◆ AIM ◆
Copy out each line of the records below that contains the word "black". Case counts, so match capital and lowercase letters exactly.

◆ EXCERPTED DATA ◆
++++++++++++++++++++

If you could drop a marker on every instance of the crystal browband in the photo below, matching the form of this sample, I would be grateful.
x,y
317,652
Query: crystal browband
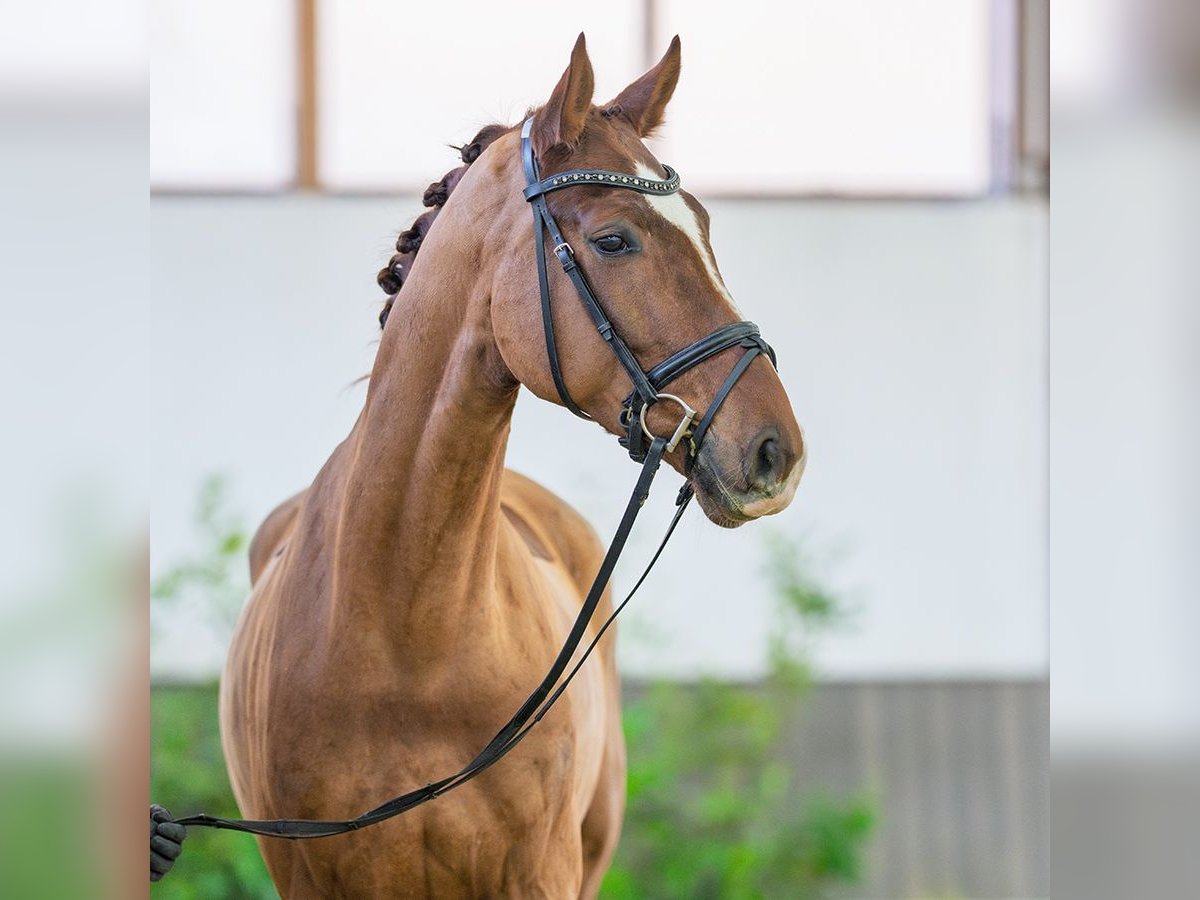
x,y
609,179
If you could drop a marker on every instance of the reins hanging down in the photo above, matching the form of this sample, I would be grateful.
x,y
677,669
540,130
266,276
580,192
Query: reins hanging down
x,y
642,445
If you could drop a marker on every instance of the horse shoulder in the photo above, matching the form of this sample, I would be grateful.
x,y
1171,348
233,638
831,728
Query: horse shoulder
x,y
271,532
551,527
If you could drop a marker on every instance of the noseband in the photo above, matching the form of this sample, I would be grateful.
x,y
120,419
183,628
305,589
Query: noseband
x,y
642,444
647,385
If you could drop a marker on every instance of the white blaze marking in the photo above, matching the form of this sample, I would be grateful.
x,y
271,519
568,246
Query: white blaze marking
x,y
675,209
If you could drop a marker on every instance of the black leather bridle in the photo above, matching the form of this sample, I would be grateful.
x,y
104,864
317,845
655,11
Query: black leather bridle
x,y
642,445
647,385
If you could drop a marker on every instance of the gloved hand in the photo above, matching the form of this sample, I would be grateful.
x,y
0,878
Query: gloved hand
x,y
166,841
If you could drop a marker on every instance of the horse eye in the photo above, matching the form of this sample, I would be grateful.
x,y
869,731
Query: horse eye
x,y
611,244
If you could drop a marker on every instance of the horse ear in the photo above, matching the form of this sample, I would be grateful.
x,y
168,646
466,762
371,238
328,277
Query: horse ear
x,y
646,100
562,120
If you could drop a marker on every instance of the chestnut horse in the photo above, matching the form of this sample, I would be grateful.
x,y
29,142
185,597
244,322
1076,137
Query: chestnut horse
x,y
406,604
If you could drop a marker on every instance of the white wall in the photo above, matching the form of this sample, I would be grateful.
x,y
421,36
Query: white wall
x,y
911,339
858,97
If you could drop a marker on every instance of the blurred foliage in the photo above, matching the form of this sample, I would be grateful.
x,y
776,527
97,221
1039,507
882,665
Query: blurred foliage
x,y
187,775
209,587
713,808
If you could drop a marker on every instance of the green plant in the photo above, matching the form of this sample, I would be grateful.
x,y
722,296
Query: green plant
x,y
713,810
210,586
189,775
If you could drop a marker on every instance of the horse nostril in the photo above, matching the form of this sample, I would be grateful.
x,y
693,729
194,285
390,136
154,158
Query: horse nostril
x,y
769,462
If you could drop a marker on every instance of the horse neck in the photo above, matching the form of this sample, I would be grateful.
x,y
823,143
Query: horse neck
x,y
419,521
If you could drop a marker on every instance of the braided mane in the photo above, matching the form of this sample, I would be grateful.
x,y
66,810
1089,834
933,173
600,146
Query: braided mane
x,y
391,277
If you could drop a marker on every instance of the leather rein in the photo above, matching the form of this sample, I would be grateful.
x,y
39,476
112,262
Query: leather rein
x,y
643,447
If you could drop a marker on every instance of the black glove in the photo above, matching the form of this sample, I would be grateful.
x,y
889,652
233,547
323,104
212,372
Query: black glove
x,y
166,841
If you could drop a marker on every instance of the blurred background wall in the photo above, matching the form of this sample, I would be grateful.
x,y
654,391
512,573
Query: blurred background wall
x,y
893,154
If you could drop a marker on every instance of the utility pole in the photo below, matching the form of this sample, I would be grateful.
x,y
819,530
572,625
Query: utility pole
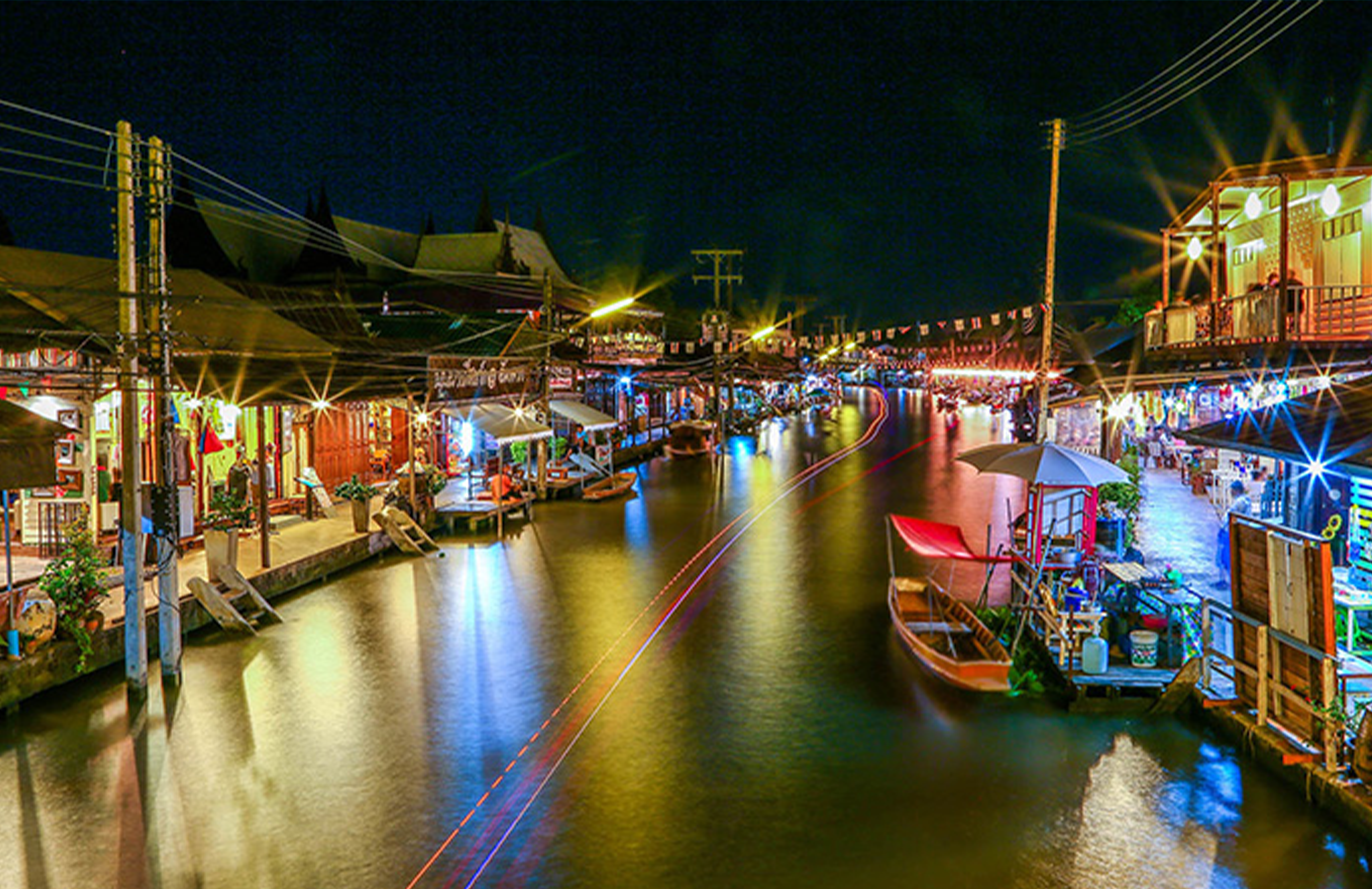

++++++++++++++++++++

◆ SOLUTION TO THIS PROBLEM ◆
If you could drop a marker on every instance of the black leather bridle in the photo above, matching the form of this sample, I would be grateful.
Query: black leather bridle
If you could drop a marker on every instance of the black glove in the photo above, matching the form of this sample, I would be grateful.
Query: black glove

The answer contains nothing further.